**Stored data**
--

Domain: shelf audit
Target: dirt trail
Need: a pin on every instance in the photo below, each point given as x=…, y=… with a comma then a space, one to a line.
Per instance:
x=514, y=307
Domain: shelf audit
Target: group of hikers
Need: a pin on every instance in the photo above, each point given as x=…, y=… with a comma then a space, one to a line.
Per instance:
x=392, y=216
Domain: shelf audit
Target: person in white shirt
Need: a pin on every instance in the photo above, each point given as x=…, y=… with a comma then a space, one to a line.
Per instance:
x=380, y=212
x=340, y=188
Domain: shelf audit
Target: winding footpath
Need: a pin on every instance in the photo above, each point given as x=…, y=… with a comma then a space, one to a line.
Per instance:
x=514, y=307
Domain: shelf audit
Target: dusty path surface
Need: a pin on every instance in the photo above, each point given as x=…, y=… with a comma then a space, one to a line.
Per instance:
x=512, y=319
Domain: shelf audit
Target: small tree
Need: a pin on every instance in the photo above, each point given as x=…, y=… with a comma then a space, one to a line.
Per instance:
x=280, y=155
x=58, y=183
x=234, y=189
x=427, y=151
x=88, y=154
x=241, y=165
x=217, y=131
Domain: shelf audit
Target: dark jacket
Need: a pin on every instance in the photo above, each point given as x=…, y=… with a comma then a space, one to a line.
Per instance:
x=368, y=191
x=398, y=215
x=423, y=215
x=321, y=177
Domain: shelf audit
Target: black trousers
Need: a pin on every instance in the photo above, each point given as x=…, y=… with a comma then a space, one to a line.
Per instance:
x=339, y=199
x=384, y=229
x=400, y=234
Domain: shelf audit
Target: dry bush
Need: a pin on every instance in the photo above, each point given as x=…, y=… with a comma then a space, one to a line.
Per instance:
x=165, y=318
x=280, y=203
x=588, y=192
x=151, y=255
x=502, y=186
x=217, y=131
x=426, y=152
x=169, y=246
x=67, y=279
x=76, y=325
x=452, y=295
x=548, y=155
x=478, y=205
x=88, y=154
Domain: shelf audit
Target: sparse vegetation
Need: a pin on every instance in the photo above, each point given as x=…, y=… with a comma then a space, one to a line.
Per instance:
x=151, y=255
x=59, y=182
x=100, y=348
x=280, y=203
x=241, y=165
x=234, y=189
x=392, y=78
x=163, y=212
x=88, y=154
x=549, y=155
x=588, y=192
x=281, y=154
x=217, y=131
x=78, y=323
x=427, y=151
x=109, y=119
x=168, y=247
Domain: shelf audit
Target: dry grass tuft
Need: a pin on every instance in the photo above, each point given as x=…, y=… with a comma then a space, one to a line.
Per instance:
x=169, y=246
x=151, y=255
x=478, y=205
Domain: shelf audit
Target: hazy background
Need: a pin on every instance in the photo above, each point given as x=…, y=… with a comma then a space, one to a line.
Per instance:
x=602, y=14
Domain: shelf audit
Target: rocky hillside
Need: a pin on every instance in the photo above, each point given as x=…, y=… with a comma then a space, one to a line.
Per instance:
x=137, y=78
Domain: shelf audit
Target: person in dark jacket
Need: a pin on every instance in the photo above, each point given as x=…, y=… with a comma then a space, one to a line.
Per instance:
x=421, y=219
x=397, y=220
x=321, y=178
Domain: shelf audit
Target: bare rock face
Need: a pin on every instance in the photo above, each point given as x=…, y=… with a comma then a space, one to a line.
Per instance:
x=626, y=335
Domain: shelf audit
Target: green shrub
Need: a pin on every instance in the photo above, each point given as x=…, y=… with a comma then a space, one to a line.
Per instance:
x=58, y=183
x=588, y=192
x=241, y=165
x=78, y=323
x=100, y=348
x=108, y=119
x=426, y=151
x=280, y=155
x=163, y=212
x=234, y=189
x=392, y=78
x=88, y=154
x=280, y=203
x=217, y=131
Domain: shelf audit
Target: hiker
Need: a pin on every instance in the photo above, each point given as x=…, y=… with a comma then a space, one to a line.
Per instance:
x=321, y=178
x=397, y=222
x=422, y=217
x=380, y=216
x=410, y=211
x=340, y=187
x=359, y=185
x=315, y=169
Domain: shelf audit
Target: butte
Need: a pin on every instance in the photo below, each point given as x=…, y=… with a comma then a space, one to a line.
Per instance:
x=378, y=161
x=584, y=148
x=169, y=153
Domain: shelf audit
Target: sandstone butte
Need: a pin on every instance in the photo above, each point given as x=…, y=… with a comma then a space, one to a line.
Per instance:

--

**Exercise task**
Transcribe each record exactly. Leave nothing out.

**Task answer**
Domain: shelf audit
Target: dirt trail
Need: a pin on every instance in the photo below, each point given as x=…, y=… with a comma then a space, one to a line.
Per instance:
x=514, y=307
Domain: shelf audit
Target: group of hikers
Need: a pin on every instance in the photo above, each point given as x=…, y=… with a comma then a space, one to a line.
Per instance:
x=392, y=216
Domain: shelf audit
Target: person in white shirt
Need: a pin on every instance in the photo above, each point given as x=…, y=… with a comma then a space, one to a line.
Per instance:
x=380, y=212
x=340, y=188
Domain: shelf audit
Target: winding footpath
Need: a pin on every instance in the photo above, each point given as x=…, y=… with a comma then a space, one to a line.
Per instance:
x=514, y=307
Domain: shelf audit
Target: dusty path surface
Need: a pin on every instance in the photo above, each point given as x=…, y=… with a comma then a space, one to a line.
Per instance:
x=512, y=319
Domain: shelf audit
Target: small tree
Need: a pin on every instance in the photo above, each point given as x=…, y=… with a comma then a space, one to a line.
Per instance:
x=280, y=155
x=58, y=183
x=234, y=189
x=427, y=151
x=88, y=154
x=241, y=165
x=217, y=131
Domain: shelf audit
Target: dark jacket
Need: a pin on every instance in the photo above, each point given as x=…, y=… with a comma then a space, one to a line.
Per instance:
x=368, y=191
x=398, y=215
x=423, y=215
x=321, y=177
Domain: shelf audit
Target: black trousers
Need: a pin on every instance in the photo above, each point given as x=…, y=… with a comma then a space, one to a line.
Per instance:
x=339, y=199
x=384, y=229
x=400, y=234
Domain: shelf audit
Target: dry bush
Need: a pin on every instance in the photo above, each point given as x=…, y=… with a comma then a space, one to a line.
Per instance:
x=165, y=318
x=280, y=203
x=588, y=192
x=151, y=255
x=502, y=186
x=217, y=131
x=426, y=152
x=169, y=246
x=67, y=279
x=76, y=325
x=452, y=295
x=548, y=155
x=478, y=205
x=88, y=154
Domain: shelf audit
Target: sparse vegetation
Need: a pin on every instance in the photo above, each point given as x=…, y=… with a comma then a space, one to a line.
Per instance:
x=151, y=255
x=59, y=182
x=100, y=348
x=280, y=203
x=241, y=165
x=234, y=189
x=392, y=78
x=163, y=212
x=88, y=154
x=549, y=155
x=588, y=192
x=281, y=154
x=217, y=131
x=78, y=323
x=427, y=151
x=109, y=119
x=168, y=247
Domain: shelf audit
Target: dry grass tuft
Need: a pin on every instance in the photo above, each point given as x=…, y=… with a comma then a space, one to a line.
Per instance:
x=169, y=246
x=151, y=255
x=478, y=205
Domain: shelf audit
Target: hazy background
Need: a pin on every instance in the photo above, each point given as x=…, y=… with a comma then a space, one to a line.
Per instance:
x=602, y=14
Domain: shelf audit
Target: rocky hillside
Need: a pin on every instance in the photo above, each point given as x=…, y=… with a comma then a space, one to a line.
Per instance:
x=137, y=78
Domain: shelf audit
Target: person in dark jacket
Need: a pin on every instance in the photo above, each point given as x=…, y=… with a comma then a space, one to a line.
Per instance:
x=421, y=219
x=397, y=220
x=321, y=178
Domain: shelf audit
Target: bare rock face
Need: a pin on every instance in the photo above, each point given as x=…, y=… with a comma then a space, one to a line.
Per instance:
x=626, y=335
Domain: shelf audit
Target: green shrub
Need: a pin on every instance in the photo above, each point given as x=…, y=… with a comma then a space, one to a line.
Per instance:
x=58, y=183
x=588, y=192
x=241, y=165
x=78, y=323
x=100, y=348
x=108, y=119
x=426, y=151
x=280, y=155
x=163, y=212
x=234, y=189
x=392, y=78
x=88, y=154
x=280, y=203
x=217, y=131
Domain: shelf audit
Target: hiker
Need: a pin on every instance in the photo above, each point given as x=…, y=… with a comma then a space, one to a line.
Per instance:
x=321, y=178
x=397, y=222
x=422, y=217
x=380, y=216
x=410, y=211
x=340, y=187
x=359, y=185
x=315, y=169
Domain: shelf audit
Target: butte
Need: a pin on every instance in the photo below, each point given as x=…, y=… with a comma then a space, one to a line.
Per instance:
x=378, y=161
x=584, y=148
x=169, y=153
Domain: shelf audit
Target: sandstone butte
Need: a pin on every instance in the photo above, each point given as x=…, y=… with a comma then a space, one to a line.
Per instance:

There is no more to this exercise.